• Exercise task
Copy the rows below verbatim, starting at the line containing "In the picture above, where" and continuing through the final line of the rows, including both.
===== Supplied entries =====
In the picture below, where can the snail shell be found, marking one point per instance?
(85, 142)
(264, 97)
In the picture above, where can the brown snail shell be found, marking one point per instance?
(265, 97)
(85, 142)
=====
• Exercise response
In the picture above, where can the brown snail shell be found, marking one point per instance?
(265, 97)
(85, 142)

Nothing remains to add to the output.